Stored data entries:
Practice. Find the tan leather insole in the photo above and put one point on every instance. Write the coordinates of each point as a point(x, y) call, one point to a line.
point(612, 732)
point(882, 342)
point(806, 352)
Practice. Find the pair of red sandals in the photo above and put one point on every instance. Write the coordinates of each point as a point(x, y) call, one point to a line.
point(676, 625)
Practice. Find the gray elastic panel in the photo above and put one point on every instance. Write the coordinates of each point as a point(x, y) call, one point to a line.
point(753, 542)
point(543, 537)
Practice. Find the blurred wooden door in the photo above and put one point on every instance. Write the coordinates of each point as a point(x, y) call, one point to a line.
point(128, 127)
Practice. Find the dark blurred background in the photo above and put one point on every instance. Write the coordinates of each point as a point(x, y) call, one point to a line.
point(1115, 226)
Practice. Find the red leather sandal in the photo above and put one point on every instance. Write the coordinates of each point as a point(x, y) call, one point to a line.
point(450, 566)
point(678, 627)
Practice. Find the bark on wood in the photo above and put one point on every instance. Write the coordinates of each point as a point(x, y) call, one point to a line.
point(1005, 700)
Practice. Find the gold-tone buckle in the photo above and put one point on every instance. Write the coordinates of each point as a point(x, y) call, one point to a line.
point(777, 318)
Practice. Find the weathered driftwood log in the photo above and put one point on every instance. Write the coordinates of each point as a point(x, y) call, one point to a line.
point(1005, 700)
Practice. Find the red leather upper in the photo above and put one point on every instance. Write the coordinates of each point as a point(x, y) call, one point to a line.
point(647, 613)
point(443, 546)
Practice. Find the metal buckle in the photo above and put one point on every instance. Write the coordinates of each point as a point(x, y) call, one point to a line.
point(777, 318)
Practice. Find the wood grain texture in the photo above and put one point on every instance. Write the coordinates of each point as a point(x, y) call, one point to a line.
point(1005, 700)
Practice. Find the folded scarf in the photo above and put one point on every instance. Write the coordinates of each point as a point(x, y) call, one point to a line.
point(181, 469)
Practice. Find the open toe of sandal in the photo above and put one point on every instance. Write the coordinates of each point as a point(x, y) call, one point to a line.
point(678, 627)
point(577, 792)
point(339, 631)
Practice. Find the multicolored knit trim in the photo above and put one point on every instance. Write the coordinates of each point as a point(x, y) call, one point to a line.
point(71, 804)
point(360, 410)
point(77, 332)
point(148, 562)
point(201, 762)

▶ What to do: Please reproduce the stretch from the line containing "Practice. Find the wood" through the end of the records, requests included, shifting every coordinate in the answers up by 140.

▶ Solved exercise:
Practice. Find the wood grain texture in the photo above and put one point on every instance. Write the coordinates of each point as a point(x, y) call, one point to a line.
point(1145, 840)
Practice. Find the folded scarf in the photo above and put one point on every instance. Write the coordinates of each point as a point(x, y) call, one point to a line.
point(321, 609)
Practice. Find the open toe of sandal in the photo above and put one point on every instance. Write the coordinates of each point as a point(x, y) call, one point to a line.
point(818, 767)
point(717, 932)
point(479, 771)
Practice. Find the multicolored knit trim in the photo above and put one point on every instance. Write the coordinates of each point as a point(x, y) call, one point to a line.
point(211, 944)
point(500, 550)
point(217, 472)
point(288, 702)
point(341, 902)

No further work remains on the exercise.